### WHAT TO DO
Format every line of the listing below as a JSON array of strings, one string per line, and leave out any blank lines.

### TASK INPUT
·····

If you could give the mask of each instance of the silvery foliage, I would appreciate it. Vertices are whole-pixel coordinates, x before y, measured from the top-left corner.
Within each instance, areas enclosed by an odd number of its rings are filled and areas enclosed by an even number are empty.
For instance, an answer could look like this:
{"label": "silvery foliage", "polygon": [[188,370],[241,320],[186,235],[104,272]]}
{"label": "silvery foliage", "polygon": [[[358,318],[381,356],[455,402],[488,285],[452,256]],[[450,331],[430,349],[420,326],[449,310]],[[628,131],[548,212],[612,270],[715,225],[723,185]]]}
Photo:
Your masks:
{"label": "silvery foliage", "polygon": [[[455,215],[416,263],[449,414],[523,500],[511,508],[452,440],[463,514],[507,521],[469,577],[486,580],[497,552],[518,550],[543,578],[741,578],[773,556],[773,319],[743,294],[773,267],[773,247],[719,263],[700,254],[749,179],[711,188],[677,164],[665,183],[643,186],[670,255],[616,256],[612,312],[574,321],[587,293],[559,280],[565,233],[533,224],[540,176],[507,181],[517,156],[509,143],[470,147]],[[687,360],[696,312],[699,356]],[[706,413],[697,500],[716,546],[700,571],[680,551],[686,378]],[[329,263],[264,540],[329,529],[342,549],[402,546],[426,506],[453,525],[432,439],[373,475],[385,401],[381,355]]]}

·····

### REPLY TO THE TASK
[
  "If you could give the mask of each instance of the silvery foliage, I would appreciate it. Vertices are whole-pixel coordinates, x before y, measured from the top-left corner.",
  "Within each instance, areas enclosed by an odd number of its rings are filled and areas enclosed by an even number are empty.",
  "For instance, an answer could look like this:",
  "{\"label\": \"silvery foliage\", \"polygon\": [[188,370],[241,320],[186,235],[104,272]]}",
  "{\"label\": \"silvery foliage\", \"polygon\": [[[358,318],[381,356],[455,402],[488,285],[452,256]],[[450,331],[430,349],[420,326],[449,310]],[[628,131],[548,212],[612,270],[715,225],[723,185]]]}",
  "Photo:",
  "Your masks:",
  "{\"label\": \"silvery foliage\", \"polygon\": [[[455,215],[416,263],[449,414],[523,500],[511,508],[452,440],[463,514],[507,521],[469,577],[486,580],[497,552],[518,550],[543,578],[741,578],[773,556],[773,319],[743,294],[773,267],[773,247],[719,263],[700,254],[749,179],[711,188],[677,164],[665,183],[643,186],[670,255],[616,256],[612,312],[574,321],[587,293],[559,280],[565,233],[533,224],[540,176],[507,181],[517,156],[509,143],[470,147]],[[687,360],[696,312],[699,356]],[[706,413],[697,500],[716,546],[700,571],[680,551],[686,378]],[[329,263],[264,540],[329,529],[342,549],[402,546],[426,506],[453,525],[432,439],[373,475],[385,401],[381,355]]]}"
]